** TASK BRIEF **
The answer must be one number: how many lines below contain the word "hair".

** GIVEN RECORDS **
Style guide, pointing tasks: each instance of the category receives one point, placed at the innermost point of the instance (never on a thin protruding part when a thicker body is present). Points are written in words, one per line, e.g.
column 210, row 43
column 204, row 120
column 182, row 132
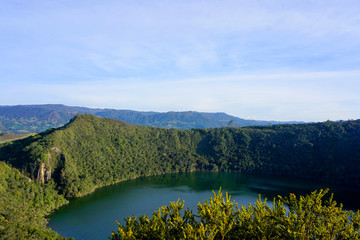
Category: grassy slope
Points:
column 24, row 205
column 91, row 152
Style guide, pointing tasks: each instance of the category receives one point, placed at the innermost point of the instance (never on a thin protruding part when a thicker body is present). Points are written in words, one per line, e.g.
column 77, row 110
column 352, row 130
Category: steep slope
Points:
column 24, row 205
column 90, row 152
column 37, row 118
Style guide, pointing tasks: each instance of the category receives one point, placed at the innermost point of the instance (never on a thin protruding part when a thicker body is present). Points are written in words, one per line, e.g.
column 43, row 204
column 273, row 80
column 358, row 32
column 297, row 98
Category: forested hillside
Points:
column 37, row 118
column 90, row 152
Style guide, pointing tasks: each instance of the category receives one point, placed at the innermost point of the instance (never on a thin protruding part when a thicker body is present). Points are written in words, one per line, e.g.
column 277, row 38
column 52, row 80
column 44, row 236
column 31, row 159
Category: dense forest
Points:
column 90, row 152
column 37, row 118
column 306, row 217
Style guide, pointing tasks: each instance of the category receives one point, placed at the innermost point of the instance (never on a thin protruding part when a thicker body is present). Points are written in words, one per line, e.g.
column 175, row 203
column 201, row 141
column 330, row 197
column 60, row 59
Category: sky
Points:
column 263, row 60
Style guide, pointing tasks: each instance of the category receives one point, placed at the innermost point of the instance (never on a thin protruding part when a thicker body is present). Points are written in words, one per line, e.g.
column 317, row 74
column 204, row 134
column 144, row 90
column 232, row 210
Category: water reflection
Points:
column 94, row 216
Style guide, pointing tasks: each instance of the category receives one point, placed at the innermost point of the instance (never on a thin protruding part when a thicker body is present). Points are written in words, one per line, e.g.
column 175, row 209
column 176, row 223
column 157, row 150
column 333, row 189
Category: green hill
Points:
column 90, row 152
column 37, row 118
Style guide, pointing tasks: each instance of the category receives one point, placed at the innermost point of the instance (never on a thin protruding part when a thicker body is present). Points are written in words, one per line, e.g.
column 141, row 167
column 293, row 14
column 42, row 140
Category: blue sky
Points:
column 265, row 60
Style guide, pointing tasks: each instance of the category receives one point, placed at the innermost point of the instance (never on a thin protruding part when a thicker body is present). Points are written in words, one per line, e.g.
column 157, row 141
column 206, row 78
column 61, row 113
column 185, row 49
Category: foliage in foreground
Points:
column 306, row 217
column 24, row 204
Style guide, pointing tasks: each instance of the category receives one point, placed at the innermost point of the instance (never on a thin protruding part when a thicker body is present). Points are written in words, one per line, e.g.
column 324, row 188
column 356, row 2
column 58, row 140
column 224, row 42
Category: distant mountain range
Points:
column 37, row 118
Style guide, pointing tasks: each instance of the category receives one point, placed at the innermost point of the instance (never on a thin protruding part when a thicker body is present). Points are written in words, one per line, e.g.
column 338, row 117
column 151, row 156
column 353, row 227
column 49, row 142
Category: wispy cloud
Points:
column 292, row 60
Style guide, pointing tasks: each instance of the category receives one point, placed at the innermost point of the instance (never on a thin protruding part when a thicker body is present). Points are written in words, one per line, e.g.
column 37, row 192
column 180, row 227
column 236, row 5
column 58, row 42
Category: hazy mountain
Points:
column 37, row 118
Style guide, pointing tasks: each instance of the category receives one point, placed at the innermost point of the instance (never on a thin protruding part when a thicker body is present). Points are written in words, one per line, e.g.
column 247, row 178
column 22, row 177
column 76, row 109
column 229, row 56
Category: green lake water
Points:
column 94, row 216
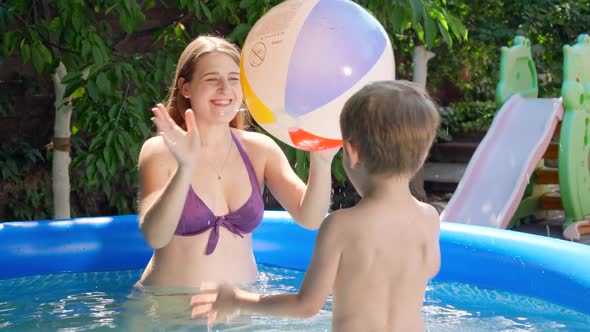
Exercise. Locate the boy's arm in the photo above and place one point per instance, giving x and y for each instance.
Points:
(316, 286)
(433, 262)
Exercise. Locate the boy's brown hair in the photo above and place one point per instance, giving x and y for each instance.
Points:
(392, 124)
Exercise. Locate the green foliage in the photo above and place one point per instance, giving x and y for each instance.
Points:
(472, 118)
(20, 164)
(473, 67)
(424, 21)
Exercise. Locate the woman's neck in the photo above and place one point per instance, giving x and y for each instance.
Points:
(214, 136)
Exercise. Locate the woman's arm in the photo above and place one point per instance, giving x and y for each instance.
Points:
(166, 166)
(162, 193)
(307, 204)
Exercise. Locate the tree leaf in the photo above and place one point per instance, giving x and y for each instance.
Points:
(103, 84)
(25, 51)
(206, 11)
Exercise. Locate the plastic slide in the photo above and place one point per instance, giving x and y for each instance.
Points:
(499, 171)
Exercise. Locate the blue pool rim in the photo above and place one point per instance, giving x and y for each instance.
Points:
(554, 270)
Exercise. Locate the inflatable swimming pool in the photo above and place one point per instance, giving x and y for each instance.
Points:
(553, 270)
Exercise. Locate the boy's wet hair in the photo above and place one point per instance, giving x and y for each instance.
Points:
(177, 104)
(392, 124)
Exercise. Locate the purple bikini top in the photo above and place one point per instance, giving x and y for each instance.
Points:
(197, 218)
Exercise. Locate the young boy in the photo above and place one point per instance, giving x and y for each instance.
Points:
(376, 257)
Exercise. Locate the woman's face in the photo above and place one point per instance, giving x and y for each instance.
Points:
(215, 90)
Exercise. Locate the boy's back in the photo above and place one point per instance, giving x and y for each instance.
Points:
(390, 250)
(375, 258)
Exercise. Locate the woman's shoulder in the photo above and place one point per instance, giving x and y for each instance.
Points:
(255, 141)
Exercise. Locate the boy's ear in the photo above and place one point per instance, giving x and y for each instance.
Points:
(352, 152)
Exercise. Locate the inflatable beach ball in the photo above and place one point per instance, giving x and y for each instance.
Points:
(303, 59)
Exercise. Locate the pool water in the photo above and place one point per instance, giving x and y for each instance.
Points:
(105, 301)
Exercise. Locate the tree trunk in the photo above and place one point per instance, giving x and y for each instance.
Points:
(420, 58)
(61, 147)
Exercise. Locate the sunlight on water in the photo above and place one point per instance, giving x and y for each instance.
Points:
(106, 301)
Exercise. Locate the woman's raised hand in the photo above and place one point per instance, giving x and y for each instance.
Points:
(184, 145)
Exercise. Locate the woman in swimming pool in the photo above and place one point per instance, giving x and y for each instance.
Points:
(201, 178)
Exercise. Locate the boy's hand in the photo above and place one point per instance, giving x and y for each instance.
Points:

** WRITTEN REPLY **
2